→ What the exercise asks: Reproduce each of the rows below line for line, without altering any text, and omit the pictures from your copy.

+++ Data for this exercise

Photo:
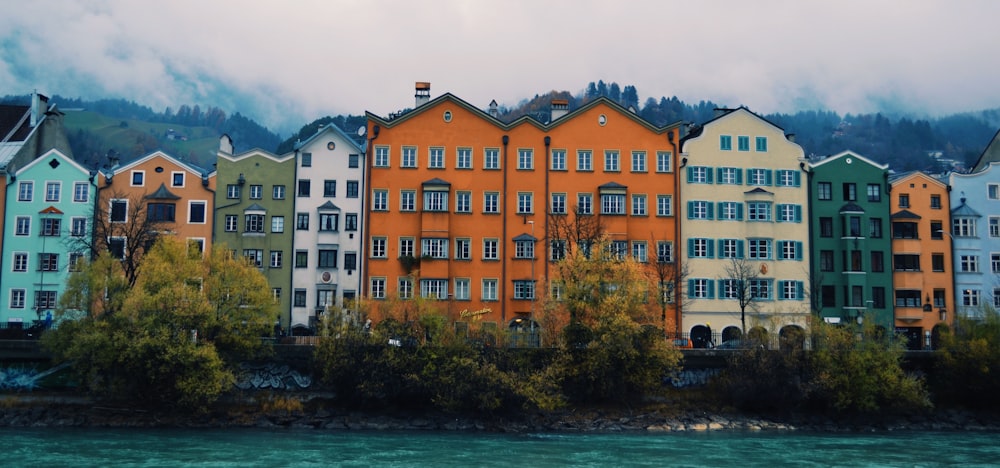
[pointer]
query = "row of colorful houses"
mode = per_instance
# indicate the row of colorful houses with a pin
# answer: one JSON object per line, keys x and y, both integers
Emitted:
{"x": 449, "y": 202}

++++++

→ Output below:
Photo:
[pointer]
query = "row of colorful houses"
mode = per_instance
# indicate the row of colorful houses with a pin
# answer: one JSON object per line, keys x and y, both integers
Emitted:
{"x": 449, "y": 202}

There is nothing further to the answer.